* Work item: The full set of lines below has to be duplicated exactly, with no picture kept.

* Record set:
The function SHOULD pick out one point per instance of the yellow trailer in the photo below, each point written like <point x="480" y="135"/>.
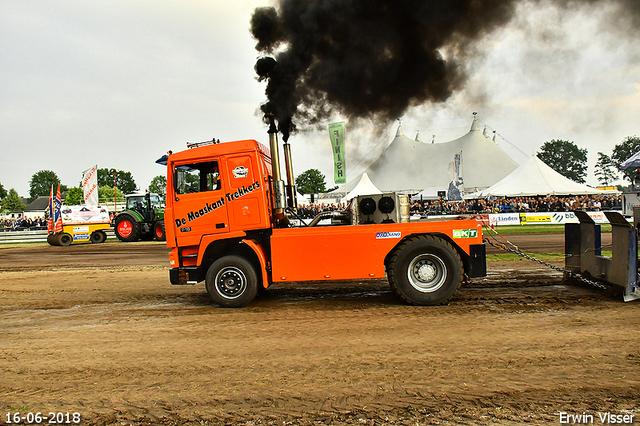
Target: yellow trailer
<point x="79" y="232"/>
<point x="81" y="224"/>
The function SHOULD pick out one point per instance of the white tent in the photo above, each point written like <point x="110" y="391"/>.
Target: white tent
<point x="631" y="162"/>
<point x="536" y="178"/>
<point x="412" y="165"/>
<point x="364" y="187"/>
<point x="430" y="193"/>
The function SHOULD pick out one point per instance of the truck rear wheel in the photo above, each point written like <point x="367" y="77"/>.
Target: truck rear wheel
<point x="425" y="270"/>
<point x="65" y="239"/>
<point x="232" y="282"/>
<point x="126" y="228"/>
<point x="98" y="237"/>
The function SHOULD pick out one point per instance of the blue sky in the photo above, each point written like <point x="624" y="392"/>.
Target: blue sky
<point x="118" y="83"/>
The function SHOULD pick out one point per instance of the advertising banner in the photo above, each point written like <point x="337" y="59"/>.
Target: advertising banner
<point x="90" y="186"/>
<point x="336" y="134"/>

* Answer for the task:
The function SHOULD pick out one point per instance of the yellow trailer in the photo below, each point written like <point x="480" y="135"/>.
Target: yellow trailer
<point x="79" y="232"/>
<point x="81" y="224"/>
The function SHOULD pick out one point per instance of the white tent in the photo above, each point written like <point x="110" y="391"/>.
Target: white tent
<point x="631" y="162"/>
<point x="536" y="178"/>
<point x="412" y="165"/>
<point x="364" y="187"/>
<point x="430" y="193"/>
The function SHOULD pick out one point per instance of the truck rear wheel in the photo above, each point written like <point x="367" y="77"/>.
Target: truck rear wheel
<point x="425" y="270"/>
<point x="65" y="239"/>
<point x="232" y="282"/>
<point x="126" y="228"/>
<point x="98" y="237"/>
The function SHOULD pick out one point per instance of the blue sky in the photo above, each point written like <point x="624" y="392"/>.
Target: blue sky
<point x="118" y="83"/>
The function SHOULD pick out one point per instance of the advertising banner in the photo above, each point written like <point x="337" y="59"/>.
Target: advertising banner
<point x="90" y="186"/>
<point x="336" y="134"/>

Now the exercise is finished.